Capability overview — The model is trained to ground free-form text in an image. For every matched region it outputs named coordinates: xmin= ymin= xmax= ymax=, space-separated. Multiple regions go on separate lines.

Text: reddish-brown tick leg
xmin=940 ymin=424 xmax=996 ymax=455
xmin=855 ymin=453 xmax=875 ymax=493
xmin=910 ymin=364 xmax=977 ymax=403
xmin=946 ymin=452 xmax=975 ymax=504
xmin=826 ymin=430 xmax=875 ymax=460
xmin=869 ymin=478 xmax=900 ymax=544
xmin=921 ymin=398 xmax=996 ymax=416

* * * * *

:: EXERCISE ::
Return every line of the data above that contains the string "ymax".

:: THE SOLUTION ::
Capability overview — The model is trained to ground free-form text in an image. For every matched region it outputs named coordinates: xmin= ymin= xmax= ymax=, space-separated. Multiple regions go on separate lines.
xmin=940 ymin=424 xmax=996 ymax=455
xmin=855 ymin=453 xmax=875 ymax=493
xmin=910 ymin=364 xmax=977 ymax=403
xmin=946 ymin=452 xmax=975 ymax=504
xmin=826 ymin=430 xmax=875 ymax=460
xmin=869 ymin=478 xmax=900 ymax=544
xmin=921 ymin=398 xmax=996 ymax=416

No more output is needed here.